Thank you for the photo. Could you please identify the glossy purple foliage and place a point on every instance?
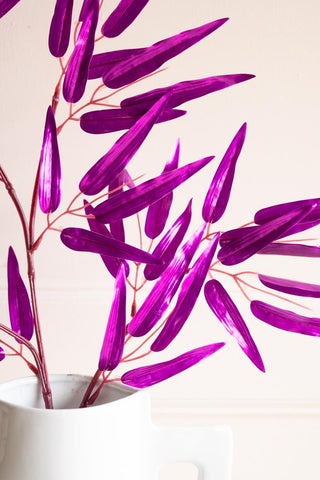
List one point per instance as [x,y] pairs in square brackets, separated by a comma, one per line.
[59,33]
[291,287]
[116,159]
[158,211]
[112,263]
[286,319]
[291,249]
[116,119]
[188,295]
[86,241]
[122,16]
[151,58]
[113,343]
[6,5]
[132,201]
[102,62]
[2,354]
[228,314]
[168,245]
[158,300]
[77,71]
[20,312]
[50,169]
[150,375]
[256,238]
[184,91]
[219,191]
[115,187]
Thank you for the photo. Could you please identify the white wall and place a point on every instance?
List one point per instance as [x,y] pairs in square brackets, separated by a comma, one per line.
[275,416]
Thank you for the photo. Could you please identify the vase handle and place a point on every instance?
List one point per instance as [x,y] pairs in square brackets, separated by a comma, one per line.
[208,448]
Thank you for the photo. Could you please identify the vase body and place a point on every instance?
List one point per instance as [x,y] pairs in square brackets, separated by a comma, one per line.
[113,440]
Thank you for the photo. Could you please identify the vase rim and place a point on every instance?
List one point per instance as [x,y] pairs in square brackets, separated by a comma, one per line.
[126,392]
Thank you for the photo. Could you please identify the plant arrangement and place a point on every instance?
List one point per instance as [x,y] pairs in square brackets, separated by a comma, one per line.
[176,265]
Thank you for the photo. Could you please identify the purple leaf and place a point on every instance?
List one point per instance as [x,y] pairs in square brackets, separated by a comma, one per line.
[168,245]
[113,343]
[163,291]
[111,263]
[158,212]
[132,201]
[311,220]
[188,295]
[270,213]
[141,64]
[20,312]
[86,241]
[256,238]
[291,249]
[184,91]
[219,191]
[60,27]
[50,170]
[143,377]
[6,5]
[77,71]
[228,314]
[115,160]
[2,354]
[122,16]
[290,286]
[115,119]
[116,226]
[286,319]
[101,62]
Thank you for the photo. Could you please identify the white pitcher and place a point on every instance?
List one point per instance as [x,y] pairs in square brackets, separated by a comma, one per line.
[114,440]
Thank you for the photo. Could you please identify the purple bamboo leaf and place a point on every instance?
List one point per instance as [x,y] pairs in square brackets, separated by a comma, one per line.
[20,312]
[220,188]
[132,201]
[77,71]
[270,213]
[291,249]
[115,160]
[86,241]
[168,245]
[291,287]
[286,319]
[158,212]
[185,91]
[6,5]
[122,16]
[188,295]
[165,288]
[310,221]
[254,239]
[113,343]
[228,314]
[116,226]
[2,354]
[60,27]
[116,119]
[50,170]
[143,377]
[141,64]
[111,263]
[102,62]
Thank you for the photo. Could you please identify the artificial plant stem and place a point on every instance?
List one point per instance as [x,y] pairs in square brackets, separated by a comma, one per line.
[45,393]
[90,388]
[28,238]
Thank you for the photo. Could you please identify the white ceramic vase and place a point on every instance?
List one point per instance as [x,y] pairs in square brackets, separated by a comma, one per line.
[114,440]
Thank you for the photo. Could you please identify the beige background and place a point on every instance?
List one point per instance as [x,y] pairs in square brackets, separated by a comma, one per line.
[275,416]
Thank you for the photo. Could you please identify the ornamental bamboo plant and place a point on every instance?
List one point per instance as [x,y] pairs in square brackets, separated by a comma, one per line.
==
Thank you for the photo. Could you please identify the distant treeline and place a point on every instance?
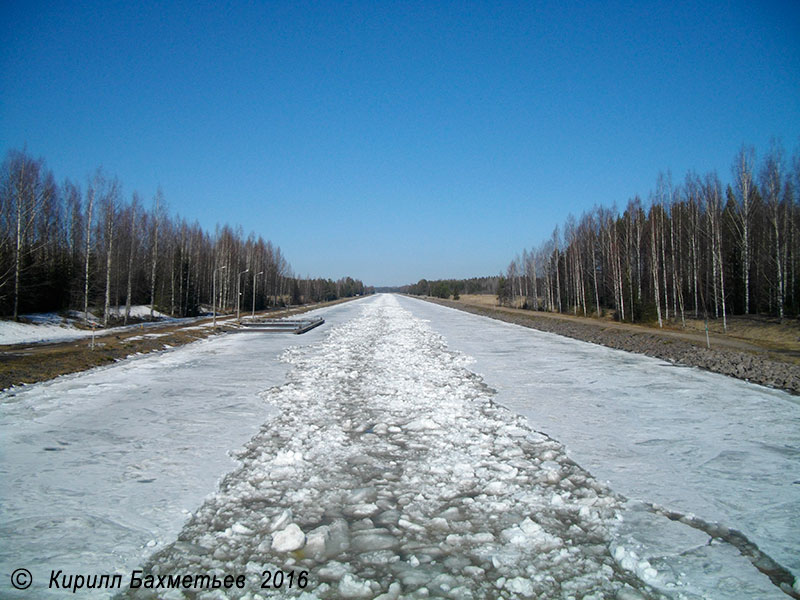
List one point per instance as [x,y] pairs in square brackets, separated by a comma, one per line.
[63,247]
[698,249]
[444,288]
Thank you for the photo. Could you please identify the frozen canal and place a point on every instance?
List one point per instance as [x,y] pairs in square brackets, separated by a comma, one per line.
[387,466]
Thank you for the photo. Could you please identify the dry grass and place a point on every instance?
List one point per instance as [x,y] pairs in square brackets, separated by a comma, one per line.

▸ WORK TO COMPLETE:
Return each line of the material in which the string "plant" can be found.

▸ ANSWER BELOW:
Thank you for the photo. Could you please identify the plant arrangement and place a point on every instance?
Thank you for the photo. Could you please identify the artificial plant stem and place a point on every instance?
Thank you for the photo. Could you please identify the ornamental bamboo plant and place a point on every instance?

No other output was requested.